**EXERCISE TASKS:**
[a] Retype the discussion about site-specific public keys word for word, everything from "Which one works" down to "www.github.com to github.com.".
[b] In the discussion about site-specific public keys, which two hostnames are said to yield indistinguishable keys if the subdomain is excluded?
[c] Carry on the discussion about site-specific public keys from the point where it stops.

Reading http://gizmodo.com/gop-data-firm-accidentally-leaks-personal-details-of-ne-1796211612?rev=1497877260890 just now, I'm not sure I want any ability for sites to be able to know that I am a single identity let alone an email address.

homakov commented 7 years ago

We can generate app specific public keys and allow user to change email (see above) or entirely hide with checkbox.

Which one works for you?

deltaidea commented 7 years ago

Site-specific public keys would have annoying edge cases. I presume you'd use the domain name as additional data from which to generate the key. What if the domain changes? Even www.github.com to github.com.

andrewda commented 7 years ago

Yea, there will always be edge cases here so I don't really like site-specific public keys. If you leave the subdomain, dashboard.myapp.com would be different than myapp.com. If you exclude the subdomain, there would be no difference between the keys generated for app1.herokuapp.com and app2.herokuapp.com making it mostly useless.

homakov commented 7 years ago

It would not be fatal (provider can be set by site, but client is forced by Origin header) but would be more ugly.

I just don't understand what people ask for: do they want to hide or modify email and why simply creating a profile with forspam@mail.com is not an option?

**PROVIDED MATERIAL:**
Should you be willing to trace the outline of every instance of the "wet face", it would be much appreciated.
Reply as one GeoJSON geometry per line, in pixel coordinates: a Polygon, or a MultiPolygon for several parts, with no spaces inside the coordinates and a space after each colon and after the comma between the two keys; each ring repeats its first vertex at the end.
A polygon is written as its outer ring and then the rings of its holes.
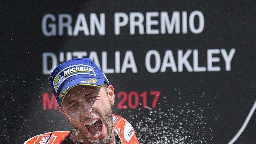
{"type": "Polygon", "coordinates": [[[112,135],[113,86],[79,86],[67,94],[61,111],[77,130],[84,143],[108,143],[112,135]]]}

**RESPONSES BY TASK:**
[a]
Which one works for you?

deltaidea commented 7 years ago

Site-specific public keys would have annoying edge cases. I presume you'd use the domain name as additional data from which to generate the key. What if the domain changes? Even www.github.com to github.com.

[b] app1.herokuapp.com and app2.herokuapp.com

[c]
homakov commented 7 years ago

Profiles allow full compartmentation. E.g. you can use profile1 in host machine, profile2 on a virtual machine etc. Simply mimicking privacy with unique pubkeys and no emails is not long term solution. Web is full of trackers: if you use two apps in one browser it's safe to assume they can figure out the link. That's what you need to tell users to start with.

joshka commented 7 years ago

@homakov forspam is not an option. And it's not spam. I get so little spam that I can look though my junk folder and mark everything as not spam.

How many of your emails appear in the haveibeenpwned database? Can you track the reason why?

Not sure if profiles would work, will think about the approach on the weekend

homakov commented 7 years ago

Just tell me which way suits you. Editing email? I'm fine with adding it transparently.

homakov commented 7 years ago

I'm closing this down because we didn't figure out what exactly people want. If they want privacy, just create a profile with throwaway email. If you don't want to provide any email, just use fake mailinator. No one requires you to use your real one.